### THE TASKS
1/ In the passage on Bull's theory of international society, what does Bull mean by "anarchy"?
2/ Duplicate the part of the passage on Bull's theory of international society between "The primary institutions of international society impose" and "with international anarchy.", inclusive.
3/ Write the next part of the passage on international society and anarchy, picking up after its final sentence.

-- start SOURCE DOCUMENT --

Bull’s Anarchical Society (1977/2002) remains the classic statement of why anarchy is the organizing principle of the society of states, despite impressive growth in the English School literature (see Buzan, 2014). By “anarchy” Bull means the absence of government, as a juridical concept (Bull, 1966a, p. 38; 1977/2002, pp. 55–56). Yet at its base, Bull’s theory is sociological. It is a theory of international order where order is defined in sociological terms (Bull, 1977/2002, p. 51) as a “pattern of behaviour that sustains the elementary or primary goals of social life” such as prohibitions against violence, the stability of agreements, and property. Having distinguished government from rules (external constraints on conduct) as order-maintaining devices, Bull argues that states inside international society recognize common rules without recognizing a common government (Bull, 1977/2002, pp. 51–73). This complex of rules—rules of balance of power, rules of war, rules of great powers, rules of international law, and rules of diplomacy (Bull, 1977/2002, pp. 26–37)—constitute the “primary institutions” (Buzan, 2004, pp. 167–176) of the society of states. International society does not include all nominally existing states (around 200). It is a “club” where membership is conditional on keeping the rules of the game, a proviso that binds the great powers as well.
The primary institutions of international society impose normative limits on what is permissible to do for any state that claims to be a member in good standing. One important issue concerns the primary institution of international law. What sets the global law of a global state (a hierarchical order) apart from the international law of international society (an anarchical order) is that inside the latter, member states make the law together, as formal equals. As long as no single state or group of powerful states “prescribe the law to the others” in Vattel’s phrase (de Vattel, 2008, Book III, §47, p. 469), international society is compatible with international anarchy.
The compatibility of international society and international anarchy implicates the domestic analogy: It invites us to examine the degree of similarity between a society composed of states and domestic society. Despite disagreements in other respects, various international society theorists all endorse a qualified domestic analogy. They agree that states, like competent social beings, act under the constraint of common institutions but insist (and this is the qualification) that the primary institutions of international society are sui generis.
International society is a normative structure in its own right—it is not just an epiphenomenon of domestic society. Three factors elucidate the sui generis character of international society, as Bull contends in “Society and Anarchy in International Relations” (1966a) and “Hobbes and the International Anarchy” (1981). The first and cardinal one is that unlike human beings, states are very hard to kill. So in international relations, Hobbes’s postulate of fear of death can be discounted and, with it, the ubiquitous quest for relative security. Second, states are not compelled to invest the bulk of their resources into the pursuit of security the way Hobbesian individuals in the domestic state of nature are, so a state can invest considerable resources into internal economic development and international trade. Third, a state (especially a great power) is highly self-sufficient economically and its self-sufficiency is not easily destroyed during interstate war. Unlike domestic anarchy, therefore, international anarchy is a palatable condition that allows for international cooperation among states.

-- end SOURCE DOCUMENT --
-- start INFORMATION SHOWN --

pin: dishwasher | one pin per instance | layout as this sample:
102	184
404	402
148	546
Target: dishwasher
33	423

-- end INFORMATION SHOWN --
-- start INFORMATION SHOWN --

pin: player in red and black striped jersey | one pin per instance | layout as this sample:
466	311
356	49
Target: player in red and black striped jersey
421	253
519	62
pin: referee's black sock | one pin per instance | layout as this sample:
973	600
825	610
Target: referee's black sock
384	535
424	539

-- end INFORMATION SHOWN --
-- start INFORMATION SHOWN --

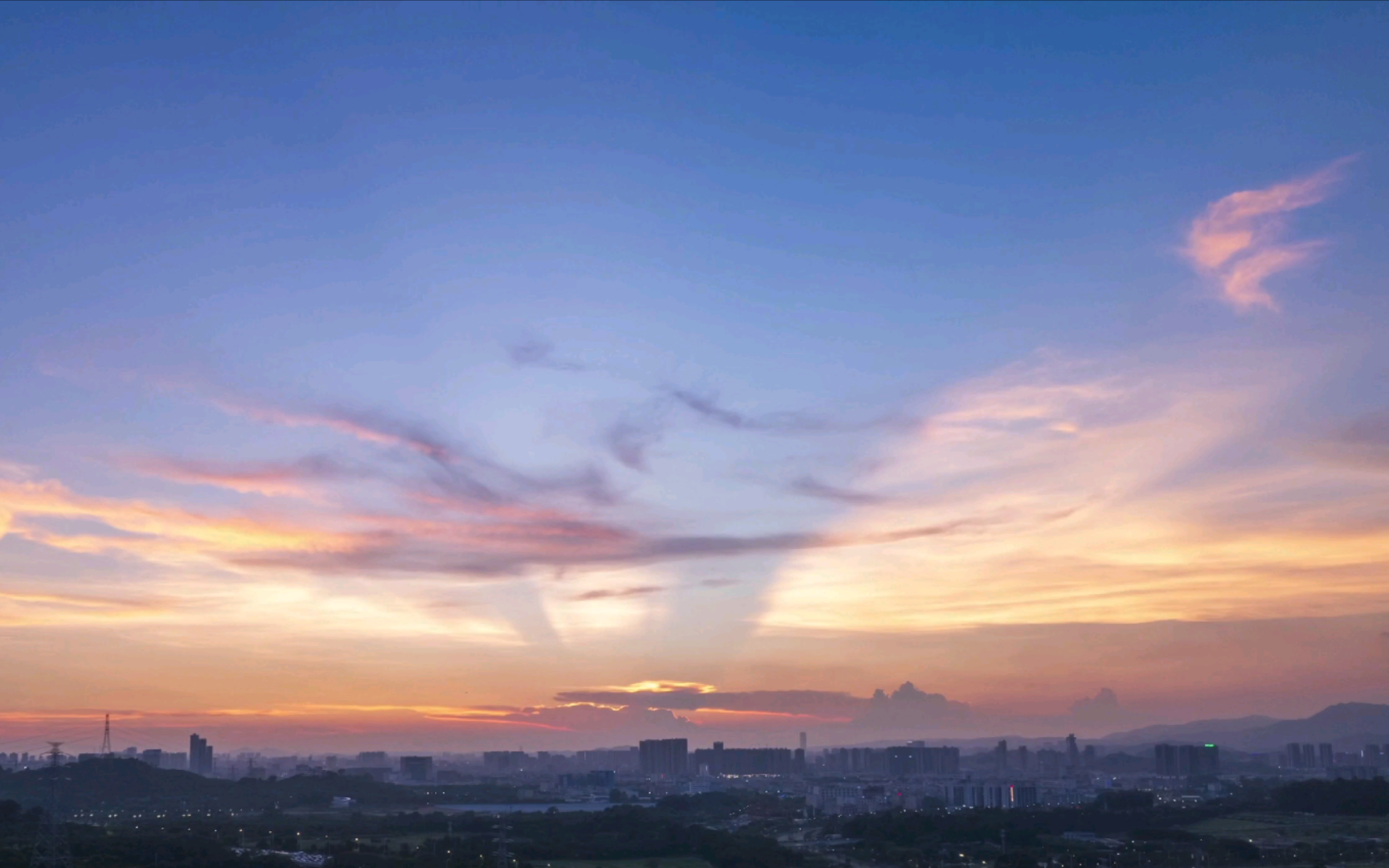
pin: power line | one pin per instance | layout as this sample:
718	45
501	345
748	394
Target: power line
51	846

-- end INFORMATION SHOWN --

### PER-TASK ANSWERS
1/ The absence of government, as a juridical concept.

2/
The primary institutions of international society impose normative limits on what is permissible to do for any state that claims to be a member in good standing. One important issue concerns the primary institution of international law. What sets the global law of a global state (a hierarchical order) apart from the international law of international society (an anarchical order) is that inside the latter, member states make the law together, as formal equals. As long as no single state or group of powerful states “prescribe the law to the others” in Vattel’s phrase (de Vattel, 2008, Book III, §47, p. 469), international society is compatible with international anarchy.

3/
Theorists of international society such as Nardin, Jackson, and Walzer accept Bull’s idea of international society as sui generis but support it with a different argument. Breaking with classical realism, they advocate the principle of international morality or the “morality of states” (Beitz, 1979/1999, pp. 65–66). One way to ground this morality is to appeal to the fundamental right of self-preservation, as Grotius (1631/2005) did in The Rights of War and Peace (Tuck, 1625/2005). Grotius’s logic is prudential (in the ethical sense). Given that in the international state of nature all states have an identical aim, self-preservation, and if no state should be blamed for pursuing this aim, then the best course of action for all states collectively is to grant each other a reciprocal right to exist (Tuck, 1989, pp. 20–21, 51).
A moral (non-prudential) ground for the morality of states is offered by Walzer. Walzer (1977/1992) depicts each state as a legal shell that protects the rights of individuals as members of a self-determining political community. Since these human rights (to life, liberty, and community) cannot be enjoyed if the community is obliterated, it must be granted that the community’s guardian, the state, has a right to exist that is recognized by other states (Walzer, 1977/1992, p. 59). The result is a basic principle of peaceful coexistence among states, which implies the recognition of specific state rights to territorial integrity and nonintervention. The international sphere, on this view, is not a jungle but a civilized society of states. Only in extremis, a political community threatened with annihilation might resort to preemptive strikes, the usual arsenal of realism (Walzer, 1977/1992, pp. 74–85)—but this represents an exception rather than the normal course of international conduct.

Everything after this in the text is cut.